Passage provided:
╔══
JBoss.orgCommunity Documentation
JCR offers multiple indexing strategies. They include both for standalone and clustered environments using the advantages of running in a single JVM or doing the best to use all resources available in cluster. JCR uses Lucene library as underlying search and indexing engine, but it has several limitations that greatly reduce possibilities and limits the usage of cluster advantages. That's why eXo JCR offers three strategies that are suitable for it's own usecases. They are standalone, clustered with shared index and clustered with local indexes. Each one has it's pros and cons.
Stanadlone strategy provides a stack of indexes to achieve greater performance within single JVM.
It combines in-memory buffer index directory with delayed file-system flushing. This index is called "Volatile" and it is invoked in searches also. Within some conditions volatile index is flushed to the persistent storage (file system) as new index directory. This allows to achieve great results for write operations.
Clustered implementation with local indexes is built upon same strategy with volatile in-memory index buffer along with delayed flushing on persistent storage.
╚══
Direction: Pick up the passage on JCR indexing strategies after its last sentence and keep writing it. The lines that follow the passage on JCR indexing strategies come from a separate source.

Data:
╔══
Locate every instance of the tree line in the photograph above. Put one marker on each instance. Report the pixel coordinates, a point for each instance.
╚══
Task response:
As this implementation designed for clustered environment it has additional mechanisms for data delivery within cluster. Actual text extraction jobs done on the same node that does content operations (i.e. write operation). Prepared "documents" (Lucene term that means block of data ready for indexing) are replicated withing cluster nodes and processed by local indexes. So each cluster instance has the same index content. When new node joins the cluster it has no initial index, so it must be created. There are some supported ways of doing this operation. The simplest is to simply copy the index manually but this is not intended for use. If no initial index found JCR uses automated sceneries. They are controlled via configuration (see "index-recovery-mode" parameter) offering full re-indexing from database or copying from another cluster node.
For some reasons having a multiple index copies on each instance can be costly. So shared index can be used instead (see diagram below).
This indexing strategy combines advantages of in-memory index along with shared persistent index offering "near" real time search capabilities. This means that newly added content is accessible via search practically immediately. This strategy allows nodes to index data in their own volatile (in-memory) indexes, but persistent indexes are managed by single "coordinator" node only. Each cluster instance has a read access for shared index to perform queries combining search results found in own in-memory index also. Take in account that shared folder must be configured in your system environment (i.e. mounted NFS folder). But this strategy in some extremely rare cases can have a bit different volatile indexes within cluster instances for a while. In a few seconds they will be up2date.
See more about Search Configuration.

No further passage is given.